Source data
- - - - - - -

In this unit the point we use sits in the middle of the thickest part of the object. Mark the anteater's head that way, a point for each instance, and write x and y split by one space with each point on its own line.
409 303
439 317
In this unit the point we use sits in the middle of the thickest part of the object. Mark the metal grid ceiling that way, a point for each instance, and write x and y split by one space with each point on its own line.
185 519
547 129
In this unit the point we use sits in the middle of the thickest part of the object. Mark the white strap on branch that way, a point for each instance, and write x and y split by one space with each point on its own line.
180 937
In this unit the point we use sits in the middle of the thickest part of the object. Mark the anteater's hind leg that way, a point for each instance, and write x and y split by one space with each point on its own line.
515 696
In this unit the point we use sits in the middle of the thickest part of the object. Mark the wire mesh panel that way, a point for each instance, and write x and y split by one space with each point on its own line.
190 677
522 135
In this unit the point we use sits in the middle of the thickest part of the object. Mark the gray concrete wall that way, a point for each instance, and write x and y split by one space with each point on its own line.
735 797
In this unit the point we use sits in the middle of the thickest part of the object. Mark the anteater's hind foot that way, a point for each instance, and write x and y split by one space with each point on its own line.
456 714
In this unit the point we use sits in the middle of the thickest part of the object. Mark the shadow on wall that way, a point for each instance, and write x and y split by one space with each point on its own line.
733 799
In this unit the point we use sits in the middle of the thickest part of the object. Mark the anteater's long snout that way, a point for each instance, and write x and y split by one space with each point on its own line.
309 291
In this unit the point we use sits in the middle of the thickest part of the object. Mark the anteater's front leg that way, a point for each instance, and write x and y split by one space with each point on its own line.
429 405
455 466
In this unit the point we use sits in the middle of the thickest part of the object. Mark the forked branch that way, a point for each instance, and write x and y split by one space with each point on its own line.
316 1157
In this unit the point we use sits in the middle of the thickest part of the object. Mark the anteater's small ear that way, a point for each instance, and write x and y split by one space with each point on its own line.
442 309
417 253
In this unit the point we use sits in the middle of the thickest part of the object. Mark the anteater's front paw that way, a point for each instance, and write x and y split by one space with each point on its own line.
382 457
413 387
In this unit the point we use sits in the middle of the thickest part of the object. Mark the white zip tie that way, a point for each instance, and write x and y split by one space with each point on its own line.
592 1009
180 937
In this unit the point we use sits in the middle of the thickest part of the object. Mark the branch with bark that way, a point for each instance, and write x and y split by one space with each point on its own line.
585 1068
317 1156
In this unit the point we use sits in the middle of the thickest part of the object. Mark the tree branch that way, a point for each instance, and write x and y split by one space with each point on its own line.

- - - - - - -

* Your instructions
When the entries above are retyped, each line must stay exactly as it is.

* Answer below
In this unit the point we use sits in the middle of the thickest part of the object. Mark the anteater's head that way, a point for each instance, and write x and y split by one space with each point on its own line.
409 303
439 317
In this unit the point we use sits in the middle of the thickest part of the object. Mark the metal grid ceiling that way, a point for each instance, and write x and y split by one space with each point on its own line.
185 519
547 129
In this unit the point we use sits in the middle of the thickest part of the object. Mark the white strap on branch that way, a point for each instance, and write x and y split by one space with each point on its own line.
180 937
In this unit the point we use sits in the middle of the thickest part of the object. Mark the anteater's hind leg that way, a point for each instance, and write x and y split by one space with each point on its own line.
515 696
In this unit the point we use sits in the middle of the thickest part of the object. Mark the wire mesh panel that way, a point for each instance, and write x and y split by one space with each point on its own line.
190 677
522 135
In this unit the point we use sits in the middle of the thickest part of the object. Mark the gray concrete wall that way, a point for each instance, and write x and y split by one space with each point on its own line.
735 797
In this unit the point we use sits in the middle of the thickest part of the object. Mark the anteater's hind foot that way, a point for each instance, and write x and y split by one space with each point on its own line.
456 714
In this unit the point we use sits in the middle of the thickest part of the object. Mark the shadow on wall that way, a point for each instance, and write x and y split by one space with each point on its own line.
733 799
In this unit the point we use sits in the middle of the thickest part of the object. Mark the anteater's long snout that way, a point for each instance, and write x and y split by one space with each point on its own line.
309 291
In this unit the point we use sits in the middle of the thickest part of the object. Mark the anteater's front leg that way, a point for each instance, and write x and y split by one space with each point on its own line.
429 405
455 466
In this unit the point we use sits in the middle of the thickest part of the object. Mark the forked branch that way, a point for each instance, and write x and y split by one space with each point on its own line.
316 1157
In this unit the point we use sits in the middle of the thickest part of the object. Mark the anteater's small ear that way, a point for each instance, and write x and y split by one space with each point on its own line.
442 309
417 253
In this unit the point we use sits in the middle of the thickest part of the object. Mark the anteater's front paw that way, a point for each instance, and write x and y split by one space with each point on its own line.
382 457
413 387
In this unit the point we use sits in the middle of the thickest part of the object. Mark the white zip tie that way, a point for each instance, and write x and y split by one space with each point on its own line.
592 1009
180 937
In this unit the point we use sits in the middle of the thickest part of the object. Mark the branch with bark that way, a point for each instance, and write x and y split by one space with each point on its own line.
585 1068
317 1156
In this unit the point we use sits in the middle of the thickest part of the object. Mark the tree branch that way, a point for each instance, and write x and y split by one space with each point on its own line.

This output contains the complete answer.